▶ Input data:

╭──

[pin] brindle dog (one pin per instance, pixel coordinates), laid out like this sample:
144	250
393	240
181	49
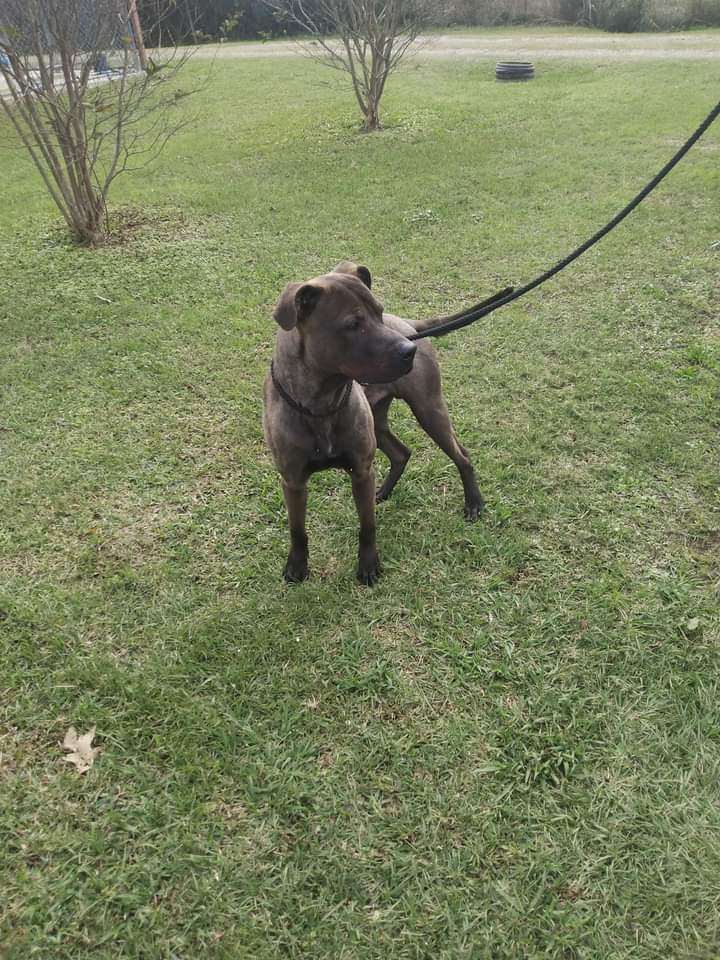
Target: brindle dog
333	337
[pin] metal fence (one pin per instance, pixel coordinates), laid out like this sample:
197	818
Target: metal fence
102	33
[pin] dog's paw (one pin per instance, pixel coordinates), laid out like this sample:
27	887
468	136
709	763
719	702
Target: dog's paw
295	571
368	573
473	510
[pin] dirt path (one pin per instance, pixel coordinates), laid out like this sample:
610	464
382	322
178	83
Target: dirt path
532	44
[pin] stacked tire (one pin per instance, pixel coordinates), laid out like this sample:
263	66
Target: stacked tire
514	70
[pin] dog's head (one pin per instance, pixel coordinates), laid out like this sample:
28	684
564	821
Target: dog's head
341	324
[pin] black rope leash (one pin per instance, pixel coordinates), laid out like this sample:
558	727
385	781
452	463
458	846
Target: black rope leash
479	310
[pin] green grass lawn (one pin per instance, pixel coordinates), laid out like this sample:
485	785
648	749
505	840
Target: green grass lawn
510	747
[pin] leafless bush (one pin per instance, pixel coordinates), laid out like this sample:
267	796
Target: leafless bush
83	99
365	38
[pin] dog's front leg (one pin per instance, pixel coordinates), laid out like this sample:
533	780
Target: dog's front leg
364	494
296	568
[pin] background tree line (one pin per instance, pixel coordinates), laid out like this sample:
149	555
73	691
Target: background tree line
204	20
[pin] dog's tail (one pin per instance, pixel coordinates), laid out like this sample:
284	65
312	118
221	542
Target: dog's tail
422	325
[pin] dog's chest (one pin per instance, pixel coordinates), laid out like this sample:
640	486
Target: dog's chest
326	449
324	440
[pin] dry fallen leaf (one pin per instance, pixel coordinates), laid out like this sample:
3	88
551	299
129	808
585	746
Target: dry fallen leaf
83	754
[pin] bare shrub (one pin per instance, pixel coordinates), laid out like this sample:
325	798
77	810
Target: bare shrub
84	100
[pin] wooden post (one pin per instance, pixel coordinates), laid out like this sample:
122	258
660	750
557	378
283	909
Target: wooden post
137	33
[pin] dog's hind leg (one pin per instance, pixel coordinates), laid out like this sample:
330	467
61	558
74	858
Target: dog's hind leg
363	484
395	450
432	415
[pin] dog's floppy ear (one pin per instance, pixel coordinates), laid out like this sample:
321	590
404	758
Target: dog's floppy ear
362	273
297	301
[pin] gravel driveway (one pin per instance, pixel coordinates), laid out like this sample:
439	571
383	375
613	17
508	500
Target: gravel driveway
533	44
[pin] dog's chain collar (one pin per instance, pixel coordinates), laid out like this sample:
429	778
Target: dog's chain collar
301	408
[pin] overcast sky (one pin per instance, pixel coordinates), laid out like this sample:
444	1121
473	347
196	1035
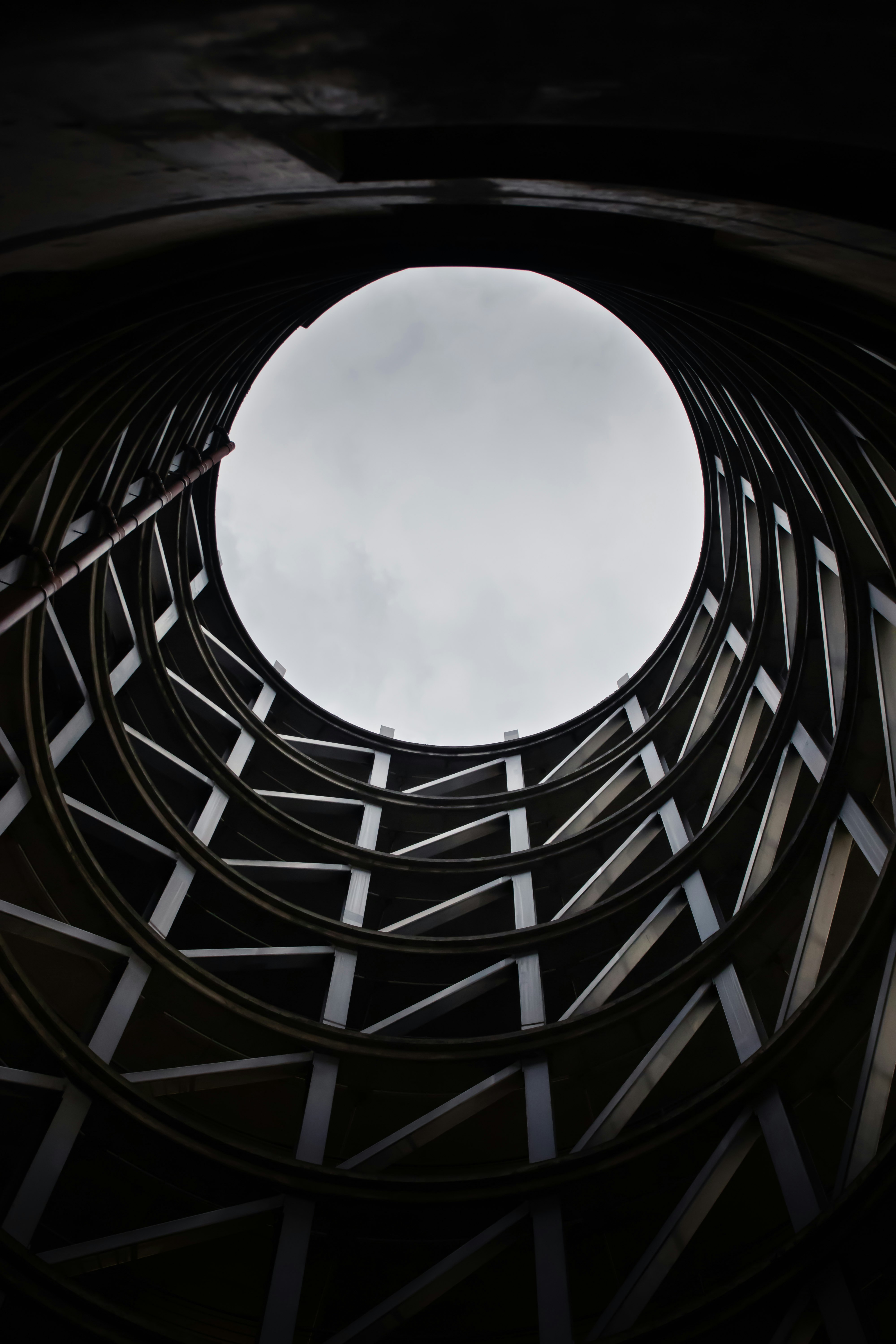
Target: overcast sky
461	502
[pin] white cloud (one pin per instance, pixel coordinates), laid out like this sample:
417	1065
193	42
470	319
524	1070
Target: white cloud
464	501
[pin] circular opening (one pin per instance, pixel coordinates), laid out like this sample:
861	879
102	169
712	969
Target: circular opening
464	501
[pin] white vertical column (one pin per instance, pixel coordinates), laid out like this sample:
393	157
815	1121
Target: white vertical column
45	1171
178	886
553	1294
288	1275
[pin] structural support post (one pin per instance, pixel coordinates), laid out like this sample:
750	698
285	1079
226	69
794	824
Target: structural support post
285	1291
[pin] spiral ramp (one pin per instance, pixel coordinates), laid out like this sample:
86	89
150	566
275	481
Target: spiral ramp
315	1034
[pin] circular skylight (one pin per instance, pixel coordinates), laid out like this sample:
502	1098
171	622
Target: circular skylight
463	502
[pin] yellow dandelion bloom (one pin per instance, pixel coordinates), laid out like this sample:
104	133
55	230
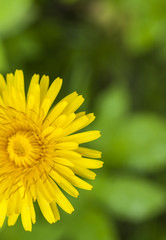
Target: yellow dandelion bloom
39	149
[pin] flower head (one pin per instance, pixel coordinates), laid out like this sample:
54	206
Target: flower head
39	149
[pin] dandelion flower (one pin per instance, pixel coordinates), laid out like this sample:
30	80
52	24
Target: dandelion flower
40	152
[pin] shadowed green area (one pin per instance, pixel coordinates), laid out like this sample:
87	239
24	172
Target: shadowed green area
114	53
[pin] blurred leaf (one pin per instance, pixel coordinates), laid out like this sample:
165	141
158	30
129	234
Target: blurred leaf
3	58
91	224
140	143
150	231
111	107
131	198
14	15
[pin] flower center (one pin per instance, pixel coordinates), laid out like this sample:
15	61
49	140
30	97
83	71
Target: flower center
24	148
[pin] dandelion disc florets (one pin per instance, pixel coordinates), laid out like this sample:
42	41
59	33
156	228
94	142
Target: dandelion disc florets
39	149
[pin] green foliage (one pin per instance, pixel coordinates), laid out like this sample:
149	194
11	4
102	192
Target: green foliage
112	52
131	198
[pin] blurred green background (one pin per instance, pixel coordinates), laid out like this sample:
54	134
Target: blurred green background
114	53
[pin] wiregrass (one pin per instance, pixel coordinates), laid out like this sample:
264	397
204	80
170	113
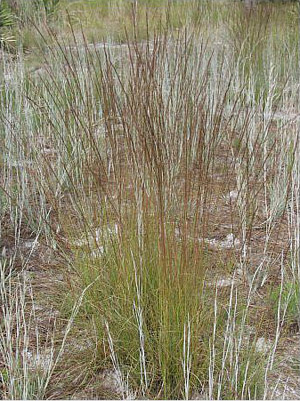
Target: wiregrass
121	157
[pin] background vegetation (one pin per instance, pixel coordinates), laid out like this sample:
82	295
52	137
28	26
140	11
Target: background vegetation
149	199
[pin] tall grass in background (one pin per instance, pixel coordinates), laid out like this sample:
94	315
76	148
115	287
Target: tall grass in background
119	158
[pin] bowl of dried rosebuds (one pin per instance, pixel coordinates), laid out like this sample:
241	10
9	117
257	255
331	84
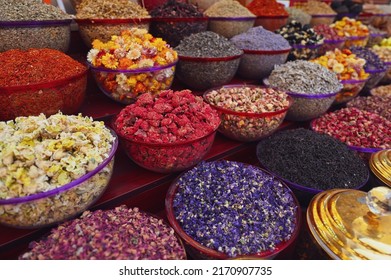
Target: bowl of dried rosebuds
168	132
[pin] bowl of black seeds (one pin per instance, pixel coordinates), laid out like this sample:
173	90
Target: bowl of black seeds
310	162
206	60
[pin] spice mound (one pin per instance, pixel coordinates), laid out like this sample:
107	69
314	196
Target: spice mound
174	31
312	160
98	9
117	234
375	104
167	133
304	77
142	63
234	208
258	38
40	160
36	66
267	8
356	128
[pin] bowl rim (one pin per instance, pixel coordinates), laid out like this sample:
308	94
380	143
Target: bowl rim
247	18
70	185
302	95
208	59
34	23
205	250
178	19
267	52
272	16
126	137
232	112
44	85
304	188
138	70
97	21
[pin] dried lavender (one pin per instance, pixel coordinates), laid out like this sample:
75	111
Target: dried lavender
304	77
174	31
234	208
258	38
312	160
116	234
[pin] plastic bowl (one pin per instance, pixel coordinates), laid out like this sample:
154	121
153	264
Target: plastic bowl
198	251
62	203
271	23
174	29
307	106
351	88
331	45
103	29
358	41
151	79
65	95
322	19
51	34
230	26
201	73
243	126
304	52
258	64
169	157
375	77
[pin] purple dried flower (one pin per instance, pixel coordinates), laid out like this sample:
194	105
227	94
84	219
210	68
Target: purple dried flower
234	208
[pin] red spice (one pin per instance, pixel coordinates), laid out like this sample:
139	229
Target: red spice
19	67
267	8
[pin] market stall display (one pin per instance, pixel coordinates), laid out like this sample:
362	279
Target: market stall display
52	169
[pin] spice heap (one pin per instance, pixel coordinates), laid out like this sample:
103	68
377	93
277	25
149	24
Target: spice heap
298	34
304	40
118	234
34	34
134	49
258	38
356	128
230	102
382	91
27	10
176	127
205	73
235	209
267	8
384	53
350	27
35	66
228	8
327	32
345	64
312	160
373	61
174	31
98	9
40	154
298	15
40	81
314	7
375	104
304	77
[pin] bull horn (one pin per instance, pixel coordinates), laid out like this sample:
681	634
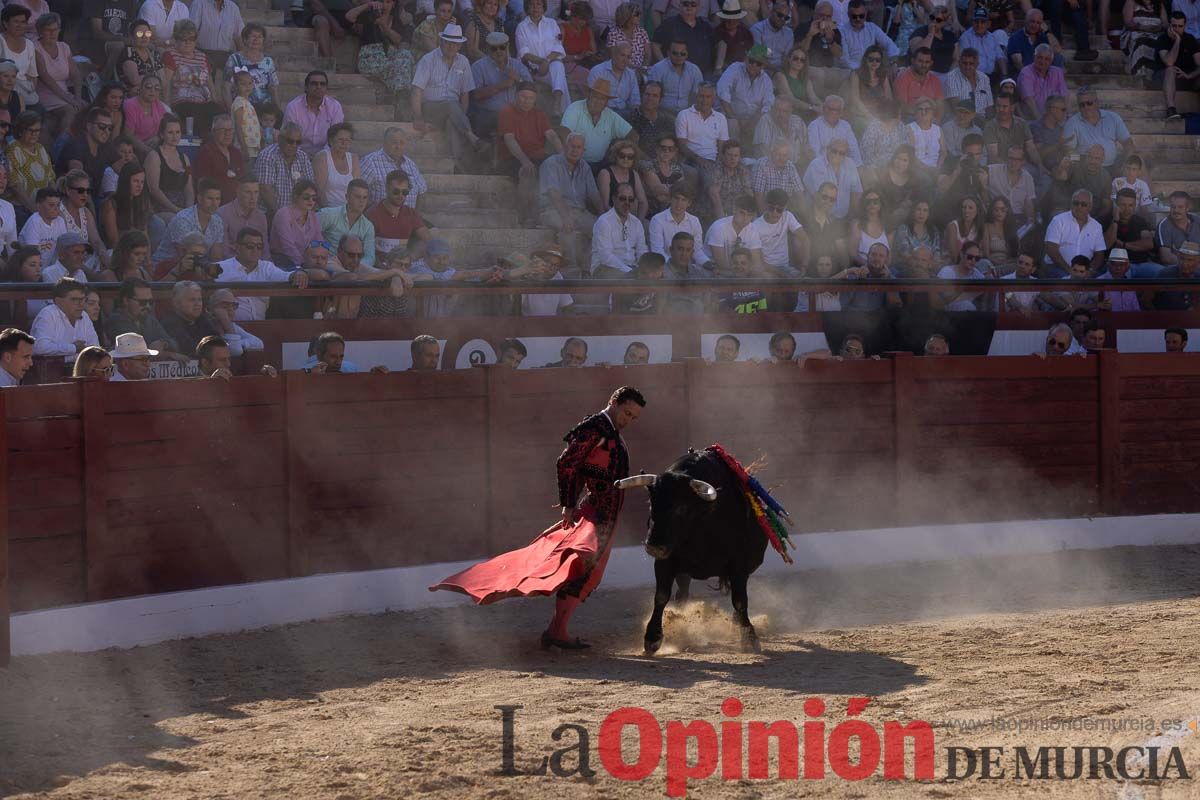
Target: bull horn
635	481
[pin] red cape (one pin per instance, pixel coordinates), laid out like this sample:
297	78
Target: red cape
557	557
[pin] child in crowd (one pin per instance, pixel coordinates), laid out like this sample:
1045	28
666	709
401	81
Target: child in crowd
1132	179
247	130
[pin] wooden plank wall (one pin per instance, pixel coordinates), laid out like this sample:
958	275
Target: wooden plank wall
45	481
186	485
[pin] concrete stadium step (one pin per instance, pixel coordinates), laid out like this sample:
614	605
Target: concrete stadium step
469	217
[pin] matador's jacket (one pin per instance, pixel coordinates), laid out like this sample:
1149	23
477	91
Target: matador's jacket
565	560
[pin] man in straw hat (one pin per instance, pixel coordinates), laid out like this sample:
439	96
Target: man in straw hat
595	121
441	92
131	356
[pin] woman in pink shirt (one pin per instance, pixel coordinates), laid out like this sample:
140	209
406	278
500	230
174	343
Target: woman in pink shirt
295	226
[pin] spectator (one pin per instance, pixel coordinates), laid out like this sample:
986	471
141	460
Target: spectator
29	164
622	79
540	48
61	328
169	169
130	259
1129	232
726	348
129	208
781	235
595	122
793	82
1074	233
967	82
941	42
1013	182
219	161
678	78
1092	125
131	355
726	180
201	218
252	56
1179	227
91	362
249	265
511	354
1175	340
145	112
675	220
497	79
394	222
701	130
829	126
315	112
689	28
736	232
835	168
135	313
16	356
1119	270
189	79
569	198
378	163
351	220
72	252
627	29
1186	268
1179	60
574	354
525	139
336	166
618	236
90	151
777	172
43	228
1023	42
280	166
918	80
55	71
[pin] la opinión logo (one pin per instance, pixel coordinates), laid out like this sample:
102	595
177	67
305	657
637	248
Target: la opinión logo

╰──

Give back, unchanged, every line from the one with "[pin] red cape" to the end of the entries above.

[pin] red cape (one pin per instance, pixel coordinates), laid out like this sample:
297	78
Target: red cape
557	557
[pin] child in crowd (one pin per instance, pixel coordinates), laid out like this sample:
1045	28
666	709
401	81
Target: child in crowd
1132	179
247	130
[pin] wooden plank wall (one pin per instance, pixel coordinates), laid out like this sample:
958	275
Target: wooden plank wall
45	481
186	485
[pin] concrete stadium step (one pin per instance, pixel coordinates), laid out like this sample:
614	605
Target: concrete stadium step
469	217
[pin] matador's jacket (one pin per instance, pixel coordinates), laid out like this sample:
1149	23
477	91
Target: matador's jacket
565	560
[pin] man in straw hat (one pin per instance, pixel coordinates), laid out like this sample:
439	96
Target: man in straw hat
595	121
441	92
131	356
[pin] woman in pink shirt (one pin per instance, pixel coordinates), laid out like this sample:
140	209
406	278
500	230
174	343
Target: woman in pink shirt
295	226
[pin] spectator (one pin per instance, pixel coordinates), laid out like this sample:
986	471
141	460
Target: spectator
29	164
622	79
540	48
61	328
169	169
130	259
1129	232
726	348
129	208
781	235
595	122
793	82
1074	233
967	82
941	42
1013	182
219	161
678	78
1092	125
131	355
726	180
201	218
252	56
1179	227
91	362
249	265
511	354
1175	340
145	112
675	220
497	79
394	222
701	130
829	126
315	112
689	28
736	232
835	168
135	313
16	356
1119	270
189	79
569	198
378	163
351	220
72	252
627	29
1186	268
1179	60
574	354
525	139
336	166
618	236
90	151
777	172
43	228
1023	42
280	166
918	80
55	71
[pin] la opinión logo (one pin per instance, pixel coordinates), laid out like this sample:
102	595
177	67
305	657
637	248
Target: la opinión logo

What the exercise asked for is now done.